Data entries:
• • • • • • •

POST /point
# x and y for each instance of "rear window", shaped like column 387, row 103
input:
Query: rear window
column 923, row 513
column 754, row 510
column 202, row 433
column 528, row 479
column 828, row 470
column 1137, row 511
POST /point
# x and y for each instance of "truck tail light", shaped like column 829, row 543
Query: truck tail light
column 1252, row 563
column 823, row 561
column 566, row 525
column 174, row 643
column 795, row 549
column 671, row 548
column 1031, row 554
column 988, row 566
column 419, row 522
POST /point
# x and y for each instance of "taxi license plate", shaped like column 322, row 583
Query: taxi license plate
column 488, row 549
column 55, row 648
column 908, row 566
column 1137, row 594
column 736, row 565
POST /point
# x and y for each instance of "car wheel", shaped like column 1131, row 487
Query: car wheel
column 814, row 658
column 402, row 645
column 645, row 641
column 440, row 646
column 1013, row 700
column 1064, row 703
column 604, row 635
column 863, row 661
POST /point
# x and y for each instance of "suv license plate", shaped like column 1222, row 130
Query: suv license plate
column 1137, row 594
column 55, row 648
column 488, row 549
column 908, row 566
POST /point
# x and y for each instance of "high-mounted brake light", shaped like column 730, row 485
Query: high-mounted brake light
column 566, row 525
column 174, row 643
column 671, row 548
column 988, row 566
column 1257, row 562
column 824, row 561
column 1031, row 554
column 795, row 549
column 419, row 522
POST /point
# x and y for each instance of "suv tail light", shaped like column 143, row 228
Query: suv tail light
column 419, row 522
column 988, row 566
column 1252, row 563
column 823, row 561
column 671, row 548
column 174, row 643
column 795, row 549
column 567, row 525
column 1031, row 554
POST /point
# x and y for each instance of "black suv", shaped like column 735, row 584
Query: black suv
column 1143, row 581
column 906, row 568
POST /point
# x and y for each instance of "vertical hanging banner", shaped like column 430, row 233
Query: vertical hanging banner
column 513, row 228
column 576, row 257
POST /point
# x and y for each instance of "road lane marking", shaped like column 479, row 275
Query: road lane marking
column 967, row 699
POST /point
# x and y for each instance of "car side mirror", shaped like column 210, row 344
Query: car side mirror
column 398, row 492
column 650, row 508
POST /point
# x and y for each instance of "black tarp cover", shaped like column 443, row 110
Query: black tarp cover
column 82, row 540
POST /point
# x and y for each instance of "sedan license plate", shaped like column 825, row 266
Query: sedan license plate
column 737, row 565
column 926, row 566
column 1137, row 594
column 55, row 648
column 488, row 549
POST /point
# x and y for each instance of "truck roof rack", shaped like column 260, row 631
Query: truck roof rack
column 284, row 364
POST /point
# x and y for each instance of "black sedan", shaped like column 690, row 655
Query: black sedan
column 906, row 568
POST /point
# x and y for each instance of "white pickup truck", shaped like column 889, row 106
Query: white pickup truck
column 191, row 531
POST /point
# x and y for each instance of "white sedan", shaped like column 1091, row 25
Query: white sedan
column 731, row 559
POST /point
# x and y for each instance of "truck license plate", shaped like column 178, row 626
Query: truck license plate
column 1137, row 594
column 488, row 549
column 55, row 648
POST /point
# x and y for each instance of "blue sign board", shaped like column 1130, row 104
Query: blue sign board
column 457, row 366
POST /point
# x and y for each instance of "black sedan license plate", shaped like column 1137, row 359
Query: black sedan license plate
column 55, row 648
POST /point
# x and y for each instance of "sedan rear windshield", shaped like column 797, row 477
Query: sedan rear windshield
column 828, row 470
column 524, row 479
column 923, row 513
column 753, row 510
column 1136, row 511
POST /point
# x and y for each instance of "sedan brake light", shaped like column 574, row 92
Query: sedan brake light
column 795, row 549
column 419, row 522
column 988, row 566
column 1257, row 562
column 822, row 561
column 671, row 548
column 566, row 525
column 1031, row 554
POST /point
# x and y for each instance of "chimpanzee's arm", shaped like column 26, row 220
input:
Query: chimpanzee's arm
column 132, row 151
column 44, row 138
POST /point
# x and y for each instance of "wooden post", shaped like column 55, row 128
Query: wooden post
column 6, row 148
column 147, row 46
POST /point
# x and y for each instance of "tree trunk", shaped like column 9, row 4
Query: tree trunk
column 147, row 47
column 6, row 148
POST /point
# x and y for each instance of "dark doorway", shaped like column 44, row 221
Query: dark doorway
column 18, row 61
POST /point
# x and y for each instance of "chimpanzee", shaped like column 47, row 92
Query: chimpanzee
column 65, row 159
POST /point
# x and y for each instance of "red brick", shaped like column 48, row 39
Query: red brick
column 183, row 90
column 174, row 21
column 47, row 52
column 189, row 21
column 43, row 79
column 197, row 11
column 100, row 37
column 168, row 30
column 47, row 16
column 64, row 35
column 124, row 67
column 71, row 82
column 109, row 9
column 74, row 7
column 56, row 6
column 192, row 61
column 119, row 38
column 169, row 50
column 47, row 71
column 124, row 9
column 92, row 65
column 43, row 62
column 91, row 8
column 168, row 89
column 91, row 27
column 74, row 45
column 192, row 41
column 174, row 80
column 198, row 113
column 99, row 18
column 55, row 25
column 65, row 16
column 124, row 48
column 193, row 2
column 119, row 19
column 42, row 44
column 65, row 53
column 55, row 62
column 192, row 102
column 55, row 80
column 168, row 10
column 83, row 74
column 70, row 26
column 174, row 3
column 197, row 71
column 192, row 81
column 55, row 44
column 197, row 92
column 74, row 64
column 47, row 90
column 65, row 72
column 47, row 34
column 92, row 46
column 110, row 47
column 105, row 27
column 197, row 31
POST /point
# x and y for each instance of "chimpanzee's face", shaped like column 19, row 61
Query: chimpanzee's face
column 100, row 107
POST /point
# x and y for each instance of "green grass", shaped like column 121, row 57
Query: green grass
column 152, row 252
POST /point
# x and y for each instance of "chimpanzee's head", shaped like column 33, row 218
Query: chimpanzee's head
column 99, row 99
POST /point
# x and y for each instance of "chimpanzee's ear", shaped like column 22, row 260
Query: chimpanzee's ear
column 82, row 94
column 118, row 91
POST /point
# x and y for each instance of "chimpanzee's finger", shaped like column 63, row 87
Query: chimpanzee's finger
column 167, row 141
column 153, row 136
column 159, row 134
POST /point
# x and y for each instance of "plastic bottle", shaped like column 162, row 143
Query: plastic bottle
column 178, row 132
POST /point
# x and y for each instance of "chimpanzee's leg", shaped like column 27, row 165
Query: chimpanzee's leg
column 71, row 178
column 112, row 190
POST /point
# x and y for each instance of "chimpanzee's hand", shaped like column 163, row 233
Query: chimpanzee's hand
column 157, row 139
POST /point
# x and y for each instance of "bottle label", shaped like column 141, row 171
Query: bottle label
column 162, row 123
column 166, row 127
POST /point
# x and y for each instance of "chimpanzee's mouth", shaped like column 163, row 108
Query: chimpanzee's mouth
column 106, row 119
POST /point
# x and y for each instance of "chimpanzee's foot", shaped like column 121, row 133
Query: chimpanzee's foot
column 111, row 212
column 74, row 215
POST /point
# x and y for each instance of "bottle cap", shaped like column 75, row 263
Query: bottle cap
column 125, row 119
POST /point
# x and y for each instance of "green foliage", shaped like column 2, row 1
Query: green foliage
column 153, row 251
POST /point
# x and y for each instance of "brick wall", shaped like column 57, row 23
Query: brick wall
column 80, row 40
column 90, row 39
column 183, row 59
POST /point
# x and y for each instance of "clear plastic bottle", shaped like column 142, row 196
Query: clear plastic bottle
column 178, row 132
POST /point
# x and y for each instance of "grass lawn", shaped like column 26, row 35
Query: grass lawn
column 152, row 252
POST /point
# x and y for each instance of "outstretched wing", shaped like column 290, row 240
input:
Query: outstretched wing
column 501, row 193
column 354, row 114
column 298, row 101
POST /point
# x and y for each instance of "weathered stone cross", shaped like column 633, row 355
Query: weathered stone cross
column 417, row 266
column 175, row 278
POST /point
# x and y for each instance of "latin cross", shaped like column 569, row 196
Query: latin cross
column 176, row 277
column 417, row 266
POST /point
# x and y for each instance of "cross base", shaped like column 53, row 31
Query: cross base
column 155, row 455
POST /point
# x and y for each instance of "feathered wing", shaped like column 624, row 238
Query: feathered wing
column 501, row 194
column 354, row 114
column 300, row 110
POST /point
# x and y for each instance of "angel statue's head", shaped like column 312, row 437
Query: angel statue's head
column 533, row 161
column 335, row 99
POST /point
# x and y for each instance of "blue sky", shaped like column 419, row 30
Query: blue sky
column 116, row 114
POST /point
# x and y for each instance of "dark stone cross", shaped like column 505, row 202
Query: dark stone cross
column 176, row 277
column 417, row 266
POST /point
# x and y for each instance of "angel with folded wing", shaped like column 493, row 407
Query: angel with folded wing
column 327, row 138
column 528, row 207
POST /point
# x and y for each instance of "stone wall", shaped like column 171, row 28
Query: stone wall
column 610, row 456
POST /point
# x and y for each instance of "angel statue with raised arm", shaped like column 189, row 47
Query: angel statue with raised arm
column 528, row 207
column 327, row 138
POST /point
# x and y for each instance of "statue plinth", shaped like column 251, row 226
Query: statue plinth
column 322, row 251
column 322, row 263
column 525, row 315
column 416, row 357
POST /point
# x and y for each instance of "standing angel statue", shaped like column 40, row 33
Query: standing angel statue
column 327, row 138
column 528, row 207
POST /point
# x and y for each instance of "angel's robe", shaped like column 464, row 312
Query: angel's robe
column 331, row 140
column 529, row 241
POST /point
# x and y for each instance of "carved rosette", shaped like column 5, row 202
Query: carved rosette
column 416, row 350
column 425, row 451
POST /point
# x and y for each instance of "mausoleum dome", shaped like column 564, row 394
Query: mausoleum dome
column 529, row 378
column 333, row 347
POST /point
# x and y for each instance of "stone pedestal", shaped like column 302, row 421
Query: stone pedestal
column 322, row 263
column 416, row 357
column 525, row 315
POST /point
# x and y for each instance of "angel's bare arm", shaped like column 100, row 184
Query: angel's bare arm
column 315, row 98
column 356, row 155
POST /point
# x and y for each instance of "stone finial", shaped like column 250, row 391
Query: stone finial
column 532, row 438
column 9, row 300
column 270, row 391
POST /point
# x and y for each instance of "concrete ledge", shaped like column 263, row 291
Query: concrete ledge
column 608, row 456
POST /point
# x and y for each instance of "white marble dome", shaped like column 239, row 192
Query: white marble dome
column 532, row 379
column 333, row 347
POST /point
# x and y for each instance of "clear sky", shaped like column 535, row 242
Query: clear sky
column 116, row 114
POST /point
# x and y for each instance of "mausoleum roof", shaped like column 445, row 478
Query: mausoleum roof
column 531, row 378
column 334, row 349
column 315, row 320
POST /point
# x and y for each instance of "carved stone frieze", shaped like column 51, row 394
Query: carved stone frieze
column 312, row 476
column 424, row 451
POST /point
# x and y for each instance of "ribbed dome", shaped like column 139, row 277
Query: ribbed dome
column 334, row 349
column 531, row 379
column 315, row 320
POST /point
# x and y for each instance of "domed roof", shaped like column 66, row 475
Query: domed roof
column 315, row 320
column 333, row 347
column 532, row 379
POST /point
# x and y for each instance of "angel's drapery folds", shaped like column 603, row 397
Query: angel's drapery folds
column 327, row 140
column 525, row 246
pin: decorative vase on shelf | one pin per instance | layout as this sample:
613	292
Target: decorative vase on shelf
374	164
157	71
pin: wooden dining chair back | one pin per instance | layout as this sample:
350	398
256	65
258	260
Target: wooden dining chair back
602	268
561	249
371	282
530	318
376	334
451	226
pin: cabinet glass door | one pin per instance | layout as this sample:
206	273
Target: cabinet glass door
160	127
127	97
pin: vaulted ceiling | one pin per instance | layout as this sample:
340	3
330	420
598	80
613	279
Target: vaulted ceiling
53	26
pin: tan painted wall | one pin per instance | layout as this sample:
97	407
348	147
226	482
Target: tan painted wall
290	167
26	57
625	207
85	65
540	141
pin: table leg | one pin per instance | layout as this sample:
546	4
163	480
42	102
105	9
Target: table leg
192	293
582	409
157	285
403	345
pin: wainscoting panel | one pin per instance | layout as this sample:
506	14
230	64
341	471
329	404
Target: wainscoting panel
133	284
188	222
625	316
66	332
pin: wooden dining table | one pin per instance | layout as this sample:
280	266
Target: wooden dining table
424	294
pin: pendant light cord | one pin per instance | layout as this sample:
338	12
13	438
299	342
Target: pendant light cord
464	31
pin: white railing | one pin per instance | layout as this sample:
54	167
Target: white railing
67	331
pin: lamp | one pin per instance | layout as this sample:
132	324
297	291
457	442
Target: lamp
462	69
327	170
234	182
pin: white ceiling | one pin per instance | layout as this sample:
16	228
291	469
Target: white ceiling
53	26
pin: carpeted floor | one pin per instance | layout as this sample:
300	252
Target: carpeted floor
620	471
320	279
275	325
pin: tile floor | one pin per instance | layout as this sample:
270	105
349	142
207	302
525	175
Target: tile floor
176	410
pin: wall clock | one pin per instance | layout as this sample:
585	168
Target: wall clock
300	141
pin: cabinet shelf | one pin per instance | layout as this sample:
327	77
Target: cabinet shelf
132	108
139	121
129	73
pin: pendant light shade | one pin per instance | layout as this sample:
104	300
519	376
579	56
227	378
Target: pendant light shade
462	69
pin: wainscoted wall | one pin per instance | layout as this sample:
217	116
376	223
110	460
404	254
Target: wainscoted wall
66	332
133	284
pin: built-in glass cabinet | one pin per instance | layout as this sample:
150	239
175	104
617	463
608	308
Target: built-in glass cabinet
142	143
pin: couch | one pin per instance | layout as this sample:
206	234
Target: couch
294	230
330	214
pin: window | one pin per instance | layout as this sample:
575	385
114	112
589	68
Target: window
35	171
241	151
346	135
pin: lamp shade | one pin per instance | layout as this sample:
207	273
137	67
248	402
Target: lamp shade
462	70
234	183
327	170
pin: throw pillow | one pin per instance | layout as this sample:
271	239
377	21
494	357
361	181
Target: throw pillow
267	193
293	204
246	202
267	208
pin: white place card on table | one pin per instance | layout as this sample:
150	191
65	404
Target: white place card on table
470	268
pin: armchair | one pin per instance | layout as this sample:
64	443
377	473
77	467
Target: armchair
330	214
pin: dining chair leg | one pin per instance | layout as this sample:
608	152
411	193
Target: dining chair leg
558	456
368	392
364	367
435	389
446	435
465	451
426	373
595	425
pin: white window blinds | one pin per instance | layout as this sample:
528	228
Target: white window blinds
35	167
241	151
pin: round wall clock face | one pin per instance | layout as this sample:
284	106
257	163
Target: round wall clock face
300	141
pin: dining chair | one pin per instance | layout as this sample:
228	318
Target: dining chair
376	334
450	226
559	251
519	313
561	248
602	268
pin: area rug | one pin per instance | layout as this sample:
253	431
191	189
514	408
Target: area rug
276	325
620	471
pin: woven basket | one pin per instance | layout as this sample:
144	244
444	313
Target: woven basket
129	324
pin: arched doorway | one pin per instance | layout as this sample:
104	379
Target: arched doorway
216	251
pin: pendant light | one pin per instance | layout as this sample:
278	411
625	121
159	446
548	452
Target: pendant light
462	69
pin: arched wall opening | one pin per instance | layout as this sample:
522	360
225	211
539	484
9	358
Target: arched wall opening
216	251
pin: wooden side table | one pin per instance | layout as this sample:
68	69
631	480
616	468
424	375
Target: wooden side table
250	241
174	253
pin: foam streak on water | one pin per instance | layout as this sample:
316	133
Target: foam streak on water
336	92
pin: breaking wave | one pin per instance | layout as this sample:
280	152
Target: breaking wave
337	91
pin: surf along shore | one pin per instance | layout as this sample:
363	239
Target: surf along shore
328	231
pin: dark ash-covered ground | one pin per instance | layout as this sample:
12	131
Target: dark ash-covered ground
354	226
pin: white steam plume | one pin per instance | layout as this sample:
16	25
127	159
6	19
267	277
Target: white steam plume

• • • • • • •

Work request:
Starting at the first line of the data above, retype each line exactly until you reach the line containing "829, row 543", and include that line too.

Result of this task:
POST /point
# x and y for each instance of "rear window", shaped like column 387, row 103
input:
Query: rear window
column 923, row 513
column 754, row 510
column 202, row 433
column 528, row 479
column 828, row 470
column 1137, row 511
POST /point
# x and y for each instance of "truck tail light", shaped like column 829, row 543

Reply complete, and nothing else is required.